The exercise: Extract these lines unchanged, from the line containing "query: **metal ladder**" up to and including the line containing "95 L 76 100".

Material supplied:

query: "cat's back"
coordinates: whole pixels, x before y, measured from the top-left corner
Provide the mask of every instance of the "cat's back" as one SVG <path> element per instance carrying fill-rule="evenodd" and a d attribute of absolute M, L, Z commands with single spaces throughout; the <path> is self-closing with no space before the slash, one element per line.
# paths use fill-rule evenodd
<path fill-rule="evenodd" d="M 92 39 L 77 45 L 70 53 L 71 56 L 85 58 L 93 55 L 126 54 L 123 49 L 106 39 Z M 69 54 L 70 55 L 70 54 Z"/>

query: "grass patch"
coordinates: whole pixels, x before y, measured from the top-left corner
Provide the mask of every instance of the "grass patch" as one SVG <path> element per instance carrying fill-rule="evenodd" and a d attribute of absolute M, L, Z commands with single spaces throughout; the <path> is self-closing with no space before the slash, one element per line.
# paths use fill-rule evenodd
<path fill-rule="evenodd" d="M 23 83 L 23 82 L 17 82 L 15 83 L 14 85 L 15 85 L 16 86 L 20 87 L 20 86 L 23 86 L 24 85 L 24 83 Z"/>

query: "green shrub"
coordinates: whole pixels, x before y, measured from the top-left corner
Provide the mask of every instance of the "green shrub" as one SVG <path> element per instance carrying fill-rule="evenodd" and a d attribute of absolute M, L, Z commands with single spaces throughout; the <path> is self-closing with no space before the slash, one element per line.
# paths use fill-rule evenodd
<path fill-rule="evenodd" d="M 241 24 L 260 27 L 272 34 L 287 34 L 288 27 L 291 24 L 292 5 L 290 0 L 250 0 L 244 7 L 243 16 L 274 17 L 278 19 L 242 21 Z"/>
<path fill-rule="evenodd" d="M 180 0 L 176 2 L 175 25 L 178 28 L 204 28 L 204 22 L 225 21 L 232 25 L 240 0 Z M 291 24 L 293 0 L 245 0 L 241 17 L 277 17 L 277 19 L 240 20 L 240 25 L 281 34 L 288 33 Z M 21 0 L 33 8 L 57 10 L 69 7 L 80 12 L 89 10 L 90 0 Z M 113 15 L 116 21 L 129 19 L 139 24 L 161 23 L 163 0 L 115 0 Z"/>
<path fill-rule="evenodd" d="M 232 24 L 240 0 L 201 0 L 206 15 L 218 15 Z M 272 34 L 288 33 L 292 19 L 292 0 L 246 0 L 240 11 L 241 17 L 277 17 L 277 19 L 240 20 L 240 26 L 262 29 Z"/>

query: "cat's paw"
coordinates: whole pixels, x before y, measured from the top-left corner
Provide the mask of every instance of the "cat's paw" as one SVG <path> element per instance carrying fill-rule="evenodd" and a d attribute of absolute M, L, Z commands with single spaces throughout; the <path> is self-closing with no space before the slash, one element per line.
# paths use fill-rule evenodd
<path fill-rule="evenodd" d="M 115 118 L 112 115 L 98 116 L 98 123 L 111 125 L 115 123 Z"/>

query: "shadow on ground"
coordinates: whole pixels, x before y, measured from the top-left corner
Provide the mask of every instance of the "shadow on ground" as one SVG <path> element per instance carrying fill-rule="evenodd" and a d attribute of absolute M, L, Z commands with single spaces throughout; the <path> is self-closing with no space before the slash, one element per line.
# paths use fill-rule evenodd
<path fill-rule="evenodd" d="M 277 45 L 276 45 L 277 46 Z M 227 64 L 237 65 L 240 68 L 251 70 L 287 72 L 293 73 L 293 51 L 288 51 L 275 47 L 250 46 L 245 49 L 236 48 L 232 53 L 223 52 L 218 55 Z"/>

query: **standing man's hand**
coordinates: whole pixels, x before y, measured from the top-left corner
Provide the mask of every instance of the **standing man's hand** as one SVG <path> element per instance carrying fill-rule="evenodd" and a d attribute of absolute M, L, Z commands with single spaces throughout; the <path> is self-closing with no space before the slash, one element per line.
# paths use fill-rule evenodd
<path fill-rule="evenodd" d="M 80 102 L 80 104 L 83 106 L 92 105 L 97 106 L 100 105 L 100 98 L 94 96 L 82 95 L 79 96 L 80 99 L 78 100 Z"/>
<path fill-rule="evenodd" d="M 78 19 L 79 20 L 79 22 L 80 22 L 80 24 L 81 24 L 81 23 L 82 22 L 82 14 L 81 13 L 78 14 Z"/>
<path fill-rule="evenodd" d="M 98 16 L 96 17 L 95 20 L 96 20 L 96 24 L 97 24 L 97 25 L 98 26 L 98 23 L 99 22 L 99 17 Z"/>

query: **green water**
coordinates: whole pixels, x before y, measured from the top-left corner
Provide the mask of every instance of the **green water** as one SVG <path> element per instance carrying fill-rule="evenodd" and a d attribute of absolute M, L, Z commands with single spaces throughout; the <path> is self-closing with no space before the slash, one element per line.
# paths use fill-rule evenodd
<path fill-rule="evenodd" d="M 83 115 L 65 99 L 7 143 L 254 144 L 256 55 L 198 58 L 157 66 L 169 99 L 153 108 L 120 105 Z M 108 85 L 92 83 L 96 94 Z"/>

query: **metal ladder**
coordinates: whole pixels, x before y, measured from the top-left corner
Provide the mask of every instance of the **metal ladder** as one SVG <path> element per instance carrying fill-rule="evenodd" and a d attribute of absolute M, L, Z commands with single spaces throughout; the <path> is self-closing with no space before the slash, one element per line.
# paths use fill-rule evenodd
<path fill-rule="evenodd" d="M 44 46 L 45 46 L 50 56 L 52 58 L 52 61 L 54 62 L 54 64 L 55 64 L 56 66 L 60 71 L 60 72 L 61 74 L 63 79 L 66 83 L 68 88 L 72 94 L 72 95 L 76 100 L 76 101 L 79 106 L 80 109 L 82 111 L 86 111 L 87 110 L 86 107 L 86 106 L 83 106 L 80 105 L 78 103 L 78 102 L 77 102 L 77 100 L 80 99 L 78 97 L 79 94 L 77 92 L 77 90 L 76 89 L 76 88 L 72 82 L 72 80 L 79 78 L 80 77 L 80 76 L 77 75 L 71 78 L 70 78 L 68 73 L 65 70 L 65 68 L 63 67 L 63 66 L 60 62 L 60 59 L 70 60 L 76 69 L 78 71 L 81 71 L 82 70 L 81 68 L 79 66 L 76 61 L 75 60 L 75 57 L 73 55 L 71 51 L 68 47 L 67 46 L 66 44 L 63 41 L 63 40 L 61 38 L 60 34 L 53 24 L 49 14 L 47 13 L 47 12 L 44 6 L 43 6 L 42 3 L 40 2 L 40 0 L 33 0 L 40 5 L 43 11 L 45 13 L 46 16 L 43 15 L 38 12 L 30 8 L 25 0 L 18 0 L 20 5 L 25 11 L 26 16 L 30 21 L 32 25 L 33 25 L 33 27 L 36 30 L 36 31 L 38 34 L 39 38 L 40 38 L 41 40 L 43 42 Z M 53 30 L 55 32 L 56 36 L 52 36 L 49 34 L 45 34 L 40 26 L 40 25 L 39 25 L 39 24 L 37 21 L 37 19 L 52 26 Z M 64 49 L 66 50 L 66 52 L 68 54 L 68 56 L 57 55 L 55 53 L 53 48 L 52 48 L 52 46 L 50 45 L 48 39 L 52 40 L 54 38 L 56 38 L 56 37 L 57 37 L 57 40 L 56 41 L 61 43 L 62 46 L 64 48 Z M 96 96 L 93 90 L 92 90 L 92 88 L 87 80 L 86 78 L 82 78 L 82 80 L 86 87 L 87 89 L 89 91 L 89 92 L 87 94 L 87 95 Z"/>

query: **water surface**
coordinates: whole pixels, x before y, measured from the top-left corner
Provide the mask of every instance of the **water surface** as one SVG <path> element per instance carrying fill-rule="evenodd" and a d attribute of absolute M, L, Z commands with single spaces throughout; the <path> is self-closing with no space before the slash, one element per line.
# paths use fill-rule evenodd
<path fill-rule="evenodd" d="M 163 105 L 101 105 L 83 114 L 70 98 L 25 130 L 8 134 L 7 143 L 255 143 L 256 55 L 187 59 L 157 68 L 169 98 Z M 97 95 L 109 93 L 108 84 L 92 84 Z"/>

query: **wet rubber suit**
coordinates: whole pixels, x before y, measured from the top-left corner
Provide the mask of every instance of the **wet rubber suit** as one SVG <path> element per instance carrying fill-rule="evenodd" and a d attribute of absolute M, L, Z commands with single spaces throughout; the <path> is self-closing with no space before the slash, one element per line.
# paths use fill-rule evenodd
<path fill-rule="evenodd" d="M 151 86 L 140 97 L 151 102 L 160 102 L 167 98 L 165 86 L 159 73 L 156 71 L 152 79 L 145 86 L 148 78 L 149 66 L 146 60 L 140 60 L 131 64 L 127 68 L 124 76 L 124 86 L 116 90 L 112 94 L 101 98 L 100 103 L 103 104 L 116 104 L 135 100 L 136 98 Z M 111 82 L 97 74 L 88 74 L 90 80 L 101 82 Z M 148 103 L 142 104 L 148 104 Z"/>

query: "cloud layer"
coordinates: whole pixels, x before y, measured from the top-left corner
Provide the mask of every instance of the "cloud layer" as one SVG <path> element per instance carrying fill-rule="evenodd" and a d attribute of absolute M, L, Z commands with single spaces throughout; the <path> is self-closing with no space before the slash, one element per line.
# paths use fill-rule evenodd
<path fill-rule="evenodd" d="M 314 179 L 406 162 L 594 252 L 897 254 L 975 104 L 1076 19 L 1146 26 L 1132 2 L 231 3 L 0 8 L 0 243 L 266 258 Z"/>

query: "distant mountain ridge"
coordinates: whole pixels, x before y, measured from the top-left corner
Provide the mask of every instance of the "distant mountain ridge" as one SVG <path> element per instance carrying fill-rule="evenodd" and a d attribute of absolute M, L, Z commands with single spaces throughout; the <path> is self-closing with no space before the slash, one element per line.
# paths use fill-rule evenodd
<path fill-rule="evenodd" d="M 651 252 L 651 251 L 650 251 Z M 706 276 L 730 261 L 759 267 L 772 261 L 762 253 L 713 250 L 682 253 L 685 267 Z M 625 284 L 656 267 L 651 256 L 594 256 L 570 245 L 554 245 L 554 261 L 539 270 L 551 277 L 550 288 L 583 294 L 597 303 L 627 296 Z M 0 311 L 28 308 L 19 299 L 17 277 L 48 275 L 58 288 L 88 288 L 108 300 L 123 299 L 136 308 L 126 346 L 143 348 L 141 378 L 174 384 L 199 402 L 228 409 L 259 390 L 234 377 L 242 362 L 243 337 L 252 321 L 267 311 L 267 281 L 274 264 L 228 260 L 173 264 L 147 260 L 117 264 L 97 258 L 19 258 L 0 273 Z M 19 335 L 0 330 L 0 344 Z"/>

Final answer:
query: **metal ladder**
coordinates: whole pixels, x before y, measured from the top-left corner
Provide the mask of every instance of the **metal ladder** as one SVG <path> element per instance carrying fill-rule="evenodd" and a d attribute of absolute M, L, Z commands with single spaces throughout; the <path> is self-closing with no space before the slash, one element per line.
# paths use fill-rule evenodd
<path fill-rule="evenodd" d="M 44 46 L 45 46 L 50 56 L 52 58 L 52 61 L 54 62 L 54 64 L 55 64 L 56 66 L 60 71 L 60 72 L 61 74 L 63 79 L 66 83 L 68 88 L 72 94 L 72 95 L 76 100 L 76 101 L 79 106 L 80 109 L 82 111 L 86 111 L 87 110 L 86 107 L 86 106 L 83 106 L 80 105 L 78 103 L 78 102 L 77 102 L 77 100 L 80 99 L 78 97 L 79 94 L 77 92 L 77 90 L 76 89 L 76 88 L 72 82 L 72 80 L 79 78 L 80 77 L 80 76 L 77 75 L 71 78 L 70 78 L 68 73 L 65 70 L 65 68 L 63 67 L 63 66 L 60 62 L 60 59 L 70 60 L 76 69 L 78 71 L 81 71 L 82 70 L 81 68 L 79 66 L 76 61 L 75 60 L 75 57 L 73 55 L 71 51 L 68 47 L 67 46 L 66 44 L 63 41 L 63 40 L 61 38 L 60 34 L 53 24 L 49 14 L 47 13 L 47 12 L 44 6 L 43 6 L 42 3 L 40 2 L 40 0 L 33 0 L 40 5 L 43 11 L 45 13 L 46 16 L 43 15 L 38 12 L 30 8 L 25 0 L 18 0 L 20 5 L 25 11 L 26 16 L 30 21 L 32 25 L 33 25 L 33 27 L 36 30 L 36 31 L 38 34 L 39 38 L 40 38 L 41 40 L 43 42 Z M 53 30 L 55 32 L 56 36 L 52 36 L 49 34 L 45 34 L 40 26 L 40 25 L 39 25 L 39 24 L 37 21 L 37 19 L 52 26 Z M 64 49 L 66 50 L 66 52 L 68 54 L 68 56 L 57 55 L 55 53 L 53 48 L 52 48 L 52 46 L 50 45 L 48 39 L 52 40 L 54 38 L 56 38 L 56 37 L 57 37 L 57 40 L 56 41 L 61 43 L 62 46 L 64 48 Z M 96 96 L 93 90 L 92 90 L 92 88 L 87 80 L 86 78 L 82 78 L 82 80 L 86 87 L 87 89 L 89 91 L 89 92 L 87 94 L 87 95 Z"/>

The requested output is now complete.